(EXERCISE PROMPT): From the line containing "Where can you spot the thick" down to the final line of the entries below, restate each line word for word and add nothing.

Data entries
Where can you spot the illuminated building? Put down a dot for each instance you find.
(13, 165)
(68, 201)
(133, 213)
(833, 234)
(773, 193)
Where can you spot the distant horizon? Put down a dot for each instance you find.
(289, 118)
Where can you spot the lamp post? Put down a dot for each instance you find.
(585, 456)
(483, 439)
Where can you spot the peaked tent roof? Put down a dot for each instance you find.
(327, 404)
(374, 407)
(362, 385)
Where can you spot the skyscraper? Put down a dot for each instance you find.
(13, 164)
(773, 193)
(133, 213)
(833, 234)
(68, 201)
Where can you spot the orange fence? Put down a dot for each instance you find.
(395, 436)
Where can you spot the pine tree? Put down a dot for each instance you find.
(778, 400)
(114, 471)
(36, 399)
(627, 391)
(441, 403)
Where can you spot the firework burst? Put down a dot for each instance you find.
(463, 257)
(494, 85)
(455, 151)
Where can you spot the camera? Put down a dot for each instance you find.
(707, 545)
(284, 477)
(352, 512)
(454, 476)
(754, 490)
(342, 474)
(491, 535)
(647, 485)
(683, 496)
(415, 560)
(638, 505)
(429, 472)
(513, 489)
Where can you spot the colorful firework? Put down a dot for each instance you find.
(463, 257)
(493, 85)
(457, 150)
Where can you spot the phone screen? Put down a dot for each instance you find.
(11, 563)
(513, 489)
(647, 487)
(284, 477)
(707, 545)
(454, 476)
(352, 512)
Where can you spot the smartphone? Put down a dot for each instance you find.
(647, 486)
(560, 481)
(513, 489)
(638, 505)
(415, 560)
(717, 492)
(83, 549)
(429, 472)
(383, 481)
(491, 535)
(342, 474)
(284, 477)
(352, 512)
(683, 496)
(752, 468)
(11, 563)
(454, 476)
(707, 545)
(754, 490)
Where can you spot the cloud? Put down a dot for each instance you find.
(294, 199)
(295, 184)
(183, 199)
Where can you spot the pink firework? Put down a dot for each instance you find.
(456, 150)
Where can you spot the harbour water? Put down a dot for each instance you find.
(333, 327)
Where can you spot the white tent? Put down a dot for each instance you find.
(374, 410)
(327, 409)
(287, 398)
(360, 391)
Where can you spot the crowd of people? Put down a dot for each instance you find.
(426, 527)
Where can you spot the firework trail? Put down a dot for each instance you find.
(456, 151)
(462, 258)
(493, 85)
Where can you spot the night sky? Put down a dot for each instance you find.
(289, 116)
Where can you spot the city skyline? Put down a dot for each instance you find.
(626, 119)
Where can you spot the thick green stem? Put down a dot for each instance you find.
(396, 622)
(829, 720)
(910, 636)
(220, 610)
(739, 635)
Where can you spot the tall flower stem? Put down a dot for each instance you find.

(RESULT):
Where can you spot the thick green stem? Put down a dot for each instance you find.
(396, 622)
(829, 720)
(910, 636)
(220, 610)
(739, 635)
Where can you spot the tall flower stem? Put down a dot for each instance you find.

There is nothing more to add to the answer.